▸ Instructions to follow
Give the stretch of the records below, from the line containing "Greenhouse-scouting task: tag the mountain ridge" through the line containing "point(270, 257)", as a JSON list of strings with one string per line and any blank lines left out.

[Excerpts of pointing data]
--- Start ---

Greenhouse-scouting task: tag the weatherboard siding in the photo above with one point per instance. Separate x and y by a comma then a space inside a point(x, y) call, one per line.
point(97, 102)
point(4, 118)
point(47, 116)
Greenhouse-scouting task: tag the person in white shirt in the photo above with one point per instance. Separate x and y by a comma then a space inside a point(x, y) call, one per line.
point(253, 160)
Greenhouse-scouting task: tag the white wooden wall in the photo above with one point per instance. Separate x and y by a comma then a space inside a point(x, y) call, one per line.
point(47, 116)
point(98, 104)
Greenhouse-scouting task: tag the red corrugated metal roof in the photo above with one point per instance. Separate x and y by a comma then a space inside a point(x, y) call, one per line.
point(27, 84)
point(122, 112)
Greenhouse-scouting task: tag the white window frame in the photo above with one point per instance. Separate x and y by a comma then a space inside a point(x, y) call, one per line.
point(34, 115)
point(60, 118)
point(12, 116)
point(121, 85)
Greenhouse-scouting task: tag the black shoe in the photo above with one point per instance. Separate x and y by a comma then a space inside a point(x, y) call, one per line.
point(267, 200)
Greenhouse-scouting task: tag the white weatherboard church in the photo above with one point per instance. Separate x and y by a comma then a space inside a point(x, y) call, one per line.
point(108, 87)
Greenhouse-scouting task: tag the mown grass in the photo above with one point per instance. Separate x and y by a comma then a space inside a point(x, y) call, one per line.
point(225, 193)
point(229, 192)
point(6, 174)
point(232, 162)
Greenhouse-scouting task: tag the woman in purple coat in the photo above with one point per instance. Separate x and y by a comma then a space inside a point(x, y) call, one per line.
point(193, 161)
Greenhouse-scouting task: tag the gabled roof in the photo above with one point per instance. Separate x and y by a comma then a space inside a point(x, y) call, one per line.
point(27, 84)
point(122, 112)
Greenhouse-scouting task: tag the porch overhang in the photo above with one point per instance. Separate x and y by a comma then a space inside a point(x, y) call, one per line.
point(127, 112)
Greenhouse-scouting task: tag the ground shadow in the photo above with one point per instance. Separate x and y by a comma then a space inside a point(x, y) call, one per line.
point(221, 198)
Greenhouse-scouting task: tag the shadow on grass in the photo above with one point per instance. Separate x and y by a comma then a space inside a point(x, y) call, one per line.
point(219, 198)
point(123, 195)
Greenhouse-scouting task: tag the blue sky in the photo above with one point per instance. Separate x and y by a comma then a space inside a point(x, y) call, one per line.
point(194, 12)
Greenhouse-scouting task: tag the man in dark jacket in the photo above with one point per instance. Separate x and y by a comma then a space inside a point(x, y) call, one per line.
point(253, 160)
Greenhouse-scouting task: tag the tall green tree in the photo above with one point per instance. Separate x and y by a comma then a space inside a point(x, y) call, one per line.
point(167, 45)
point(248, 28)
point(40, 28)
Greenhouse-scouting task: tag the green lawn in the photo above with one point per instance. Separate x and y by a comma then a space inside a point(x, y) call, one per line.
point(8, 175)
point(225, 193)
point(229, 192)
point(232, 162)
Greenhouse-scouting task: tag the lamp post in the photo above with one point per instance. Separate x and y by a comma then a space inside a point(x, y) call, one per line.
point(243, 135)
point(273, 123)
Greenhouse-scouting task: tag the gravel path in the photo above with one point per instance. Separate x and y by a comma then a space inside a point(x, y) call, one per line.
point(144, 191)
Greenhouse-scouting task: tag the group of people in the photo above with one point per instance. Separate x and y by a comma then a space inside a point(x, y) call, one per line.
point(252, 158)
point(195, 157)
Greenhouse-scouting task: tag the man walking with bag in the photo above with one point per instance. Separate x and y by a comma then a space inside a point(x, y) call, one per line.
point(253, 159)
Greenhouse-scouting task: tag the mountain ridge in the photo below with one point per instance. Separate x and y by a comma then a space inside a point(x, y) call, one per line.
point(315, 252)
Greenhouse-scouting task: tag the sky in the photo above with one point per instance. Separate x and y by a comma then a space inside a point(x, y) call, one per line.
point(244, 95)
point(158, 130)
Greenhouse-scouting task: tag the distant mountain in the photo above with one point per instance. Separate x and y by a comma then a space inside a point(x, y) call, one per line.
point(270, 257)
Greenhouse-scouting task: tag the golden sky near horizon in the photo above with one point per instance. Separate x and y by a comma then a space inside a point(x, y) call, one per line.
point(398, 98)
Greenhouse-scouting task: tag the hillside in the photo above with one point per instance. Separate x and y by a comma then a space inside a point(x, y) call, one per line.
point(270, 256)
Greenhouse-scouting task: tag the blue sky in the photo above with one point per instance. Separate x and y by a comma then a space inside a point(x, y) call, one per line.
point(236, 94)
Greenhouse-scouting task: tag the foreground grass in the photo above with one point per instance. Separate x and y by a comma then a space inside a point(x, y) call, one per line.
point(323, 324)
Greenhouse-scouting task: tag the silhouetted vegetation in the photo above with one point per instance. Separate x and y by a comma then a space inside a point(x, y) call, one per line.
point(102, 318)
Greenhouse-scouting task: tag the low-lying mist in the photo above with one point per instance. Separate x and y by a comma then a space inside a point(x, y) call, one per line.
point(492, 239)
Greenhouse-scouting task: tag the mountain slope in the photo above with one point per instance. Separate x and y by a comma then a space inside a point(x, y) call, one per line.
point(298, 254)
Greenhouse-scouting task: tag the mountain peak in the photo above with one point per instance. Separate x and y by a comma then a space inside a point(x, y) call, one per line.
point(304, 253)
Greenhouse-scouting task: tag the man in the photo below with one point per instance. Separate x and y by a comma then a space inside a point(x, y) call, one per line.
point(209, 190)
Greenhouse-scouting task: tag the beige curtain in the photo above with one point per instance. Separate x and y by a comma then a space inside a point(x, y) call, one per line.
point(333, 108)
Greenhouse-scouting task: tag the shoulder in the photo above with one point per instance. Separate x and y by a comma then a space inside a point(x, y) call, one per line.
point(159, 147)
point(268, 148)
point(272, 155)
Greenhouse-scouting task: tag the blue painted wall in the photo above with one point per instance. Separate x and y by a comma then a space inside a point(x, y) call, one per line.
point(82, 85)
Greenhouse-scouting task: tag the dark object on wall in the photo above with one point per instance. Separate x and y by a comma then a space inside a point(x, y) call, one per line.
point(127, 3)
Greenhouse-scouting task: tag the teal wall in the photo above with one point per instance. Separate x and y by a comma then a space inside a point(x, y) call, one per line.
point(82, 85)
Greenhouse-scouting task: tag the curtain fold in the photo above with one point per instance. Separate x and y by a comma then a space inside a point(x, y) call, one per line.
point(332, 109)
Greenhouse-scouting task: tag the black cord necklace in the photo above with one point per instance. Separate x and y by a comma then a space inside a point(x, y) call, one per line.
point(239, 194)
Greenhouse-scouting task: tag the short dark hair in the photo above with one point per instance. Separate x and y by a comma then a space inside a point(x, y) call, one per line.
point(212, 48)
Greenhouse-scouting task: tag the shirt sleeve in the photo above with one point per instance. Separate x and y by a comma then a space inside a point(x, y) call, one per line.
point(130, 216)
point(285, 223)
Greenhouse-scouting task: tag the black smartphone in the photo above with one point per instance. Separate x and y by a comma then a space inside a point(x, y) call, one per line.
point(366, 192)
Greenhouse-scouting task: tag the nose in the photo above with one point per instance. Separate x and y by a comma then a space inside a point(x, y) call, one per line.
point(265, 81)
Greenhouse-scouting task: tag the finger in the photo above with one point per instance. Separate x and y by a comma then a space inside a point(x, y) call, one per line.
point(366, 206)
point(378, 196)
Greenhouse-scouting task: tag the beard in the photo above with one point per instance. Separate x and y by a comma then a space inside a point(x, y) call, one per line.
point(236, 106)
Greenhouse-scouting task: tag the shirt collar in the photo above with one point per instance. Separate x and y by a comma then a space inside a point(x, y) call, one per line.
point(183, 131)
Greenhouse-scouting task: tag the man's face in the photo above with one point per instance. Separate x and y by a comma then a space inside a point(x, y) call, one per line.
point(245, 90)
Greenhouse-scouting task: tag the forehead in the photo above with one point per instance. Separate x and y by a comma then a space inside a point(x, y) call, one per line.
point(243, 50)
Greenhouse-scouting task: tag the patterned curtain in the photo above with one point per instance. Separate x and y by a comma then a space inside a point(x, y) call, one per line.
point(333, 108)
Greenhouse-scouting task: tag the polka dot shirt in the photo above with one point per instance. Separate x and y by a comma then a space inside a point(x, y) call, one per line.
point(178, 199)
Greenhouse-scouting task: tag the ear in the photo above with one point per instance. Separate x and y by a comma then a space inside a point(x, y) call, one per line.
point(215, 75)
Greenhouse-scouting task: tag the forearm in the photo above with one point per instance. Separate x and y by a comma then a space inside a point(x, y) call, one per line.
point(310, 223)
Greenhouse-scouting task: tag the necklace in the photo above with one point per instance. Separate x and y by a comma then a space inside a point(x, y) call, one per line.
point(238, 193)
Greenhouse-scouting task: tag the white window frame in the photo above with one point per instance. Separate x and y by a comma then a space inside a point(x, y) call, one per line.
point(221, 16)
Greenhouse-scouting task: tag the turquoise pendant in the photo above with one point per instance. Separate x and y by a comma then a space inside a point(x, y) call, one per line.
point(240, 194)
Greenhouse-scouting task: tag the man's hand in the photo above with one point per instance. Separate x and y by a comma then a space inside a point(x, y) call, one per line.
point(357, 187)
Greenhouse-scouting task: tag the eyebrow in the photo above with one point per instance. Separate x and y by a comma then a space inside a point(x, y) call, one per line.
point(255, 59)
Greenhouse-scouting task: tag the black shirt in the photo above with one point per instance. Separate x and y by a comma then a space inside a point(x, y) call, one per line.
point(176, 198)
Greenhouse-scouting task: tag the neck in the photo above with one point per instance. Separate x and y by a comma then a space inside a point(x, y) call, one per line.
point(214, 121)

--- End ---

▸ Exercise answer
[
  "Greenhouse-scouting task: tag the mountain ridge in the photo below with one point per instance. Separate x and y by a comma then a space inside a point(x, y) call, one per line.",
  "point(315, 252)",
  "Greenhouse-scouting task: tag the sky in the photo above with one point per instance. Separate x and y by a comma then a space inside a point(x, y) call, one per line.",
  "point(244, 95)",
  "point(158, 130)",
  "Greenhouse-scouting task: tag the distant mountain in the photo above with one point per instance. Separate x and y by a comma then a space inside a point(x, y) call, one per line.",
  "point(270, 257)"
]